### [Page]
=-=-=
The Process 1
A Composer's Beginnings
We all have our personal ways of writing. I started with a pencil on manuscript paper.
Well, not really.
As a child I copied the notes from my father’s handwritten notebook from when he studied saxophone. But actually I started making up songs on the guitar.
My friends and I started a band, truly a garage band, while still in junior high school. We had drums, two guitars and a singer. Wait a minute - no bass player? So the singer and I went to a music store and he bought a bass. I showed him the bass parts to the songs we played.
At the time it was a mix of Rolling Stones, Allman Brothers, Cream, etc. But I did create a few original songs in our set.
To be accurate, I didn’t really write the music on guitar, but rather I would imagine the music in my mind and then approximate it on guitar later and then show it to my bandmates.
I could read music a little bit due to my guitar lessons, but notation played no part in my nascent process.
=-=-=
### [Actions to take]
1. Name every band the composer's early group drew on for its set, as the text lists them.
2. In the composer's account, what did the singer buy at the music store?
3. Rewrite the composer's account from "My friends and" up to and including "to my bandmates.", putting "basement band" in place of "garage band".
The lines after this point come from a different source.

### [Information supplied]
=-=-=
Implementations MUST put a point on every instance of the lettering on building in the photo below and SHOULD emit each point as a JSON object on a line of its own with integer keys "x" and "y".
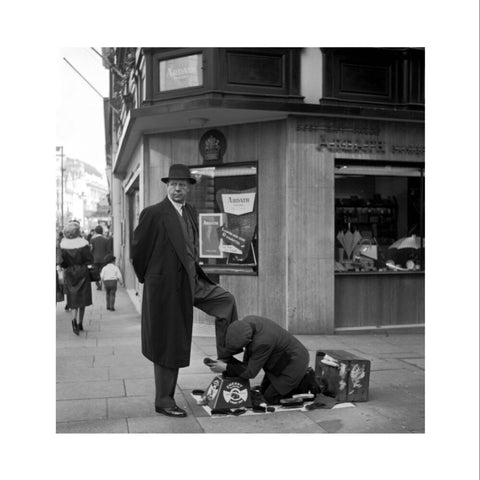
{"x": 348, "y": 145}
=-=-=
### [Results of the tasks]
1. Rolling Stones, Allman Brothers, Cream

2. A bass.

3.
My friends and I started a band, truly a basement band, while still in junior high school. We had drums, two guitars and a singer. Wait a minute - no bass player? So the singer and I went to a music store and he bought a bass. I showed him the bass parts to the songs we played.
At the time it was a mix of Rolling Stones, Allman Brothers, Cream, etc. But I did create a few original songs in our set.
To be accurate, I didn’t really write the music on guitar, but rather I would imagine the music in my mind and then approximate it on guitar later and then show it to my bandmates.